• Page extract:
+++++
The Truth Comes Out

“So… what made you pick Korea?”

South Korea, right?”

“I hope you like kimchi.”

Overall, my loved ones did not quite match my excitement about accepting a job to teach English in South Korea. And I can’t say that I blamed them. Korea hardly calls to mind ideas that put Americans at ease–the DMZ, Kim Jong-un, nuclear missiles hovering just miles above our heads. Not to mention raccoon cafes! (You know, coffee shops where you can play with raccoons?) Once my loved ones adjusted to the idea of me hopping on a 13 hour flight that took me THAT MUCH CLOSER TO ISIS and rabies, they got excited, too.

Fast-forward four months to July 5, one month before I’m scheduled to leave, and my visa falls through. In an amazing display of the stereotypical rigidity I had secretly associated with Korea, Korean immigration rejected it: no exceptions, no grandfathering in. Nothing I could do.

Brace yourself for whiplash, because one week later, I accepted a position teaching English at a small private school on Oahu.
+++++
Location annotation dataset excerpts
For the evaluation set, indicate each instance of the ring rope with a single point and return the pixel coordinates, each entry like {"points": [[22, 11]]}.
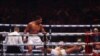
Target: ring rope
{"points": [[53, 34], [53, 43], [24, 25], [49, 54]]}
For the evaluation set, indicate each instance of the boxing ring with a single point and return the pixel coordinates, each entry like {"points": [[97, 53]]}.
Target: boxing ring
{"points": [[86, 52]]}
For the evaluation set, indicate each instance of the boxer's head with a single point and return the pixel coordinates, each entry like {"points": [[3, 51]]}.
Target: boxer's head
{"points": [[16, 29], [38, 19]]}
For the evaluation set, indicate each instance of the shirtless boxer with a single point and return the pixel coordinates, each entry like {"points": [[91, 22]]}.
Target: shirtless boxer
{"points": [[34, 27], [60, 51]]}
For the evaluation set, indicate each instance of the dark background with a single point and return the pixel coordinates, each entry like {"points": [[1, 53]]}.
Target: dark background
{"points": [[52, 12]]}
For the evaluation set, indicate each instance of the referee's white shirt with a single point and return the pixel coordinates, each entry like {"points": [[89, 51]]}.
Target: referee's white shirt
{"points": [[14, 38]]}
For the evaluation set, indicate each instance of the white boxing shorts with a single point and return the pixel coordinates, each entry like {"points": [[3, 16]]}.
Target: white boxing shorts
{"points": [[34, 39]]}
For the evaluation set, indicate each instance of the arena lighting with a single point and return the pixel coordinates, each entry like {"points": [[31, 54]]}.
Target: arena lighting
{"points": [[24, 25]]}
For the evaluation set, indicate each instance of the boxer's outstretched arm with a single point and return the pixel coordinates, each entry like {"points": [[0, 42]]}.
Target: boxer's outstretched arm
{"points": [[27, 28], [43, 30]]}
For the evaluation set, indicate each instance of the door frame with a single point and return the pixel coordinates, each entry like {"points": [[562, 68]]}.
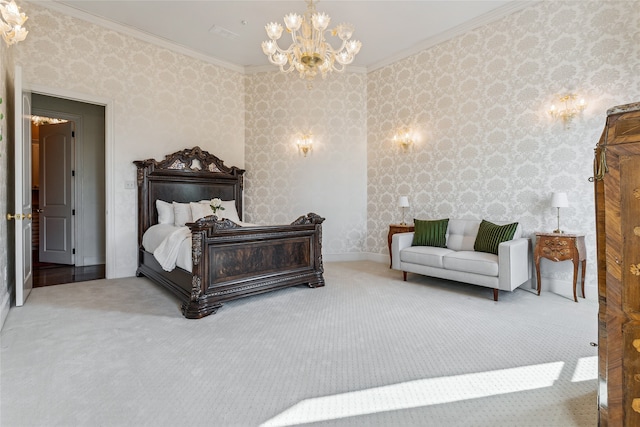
+++++
• Task goal:
Answer these from the teaching-abroad essay:
(a) How long was the flight the writer would have taken?
(b) On what date did the writer's visa fall through?
(c) Where was the position the writer accepted a week later?

• Completed exercise:
(a) 13 hours
(b) July 5
(c) At a small private school on Oahu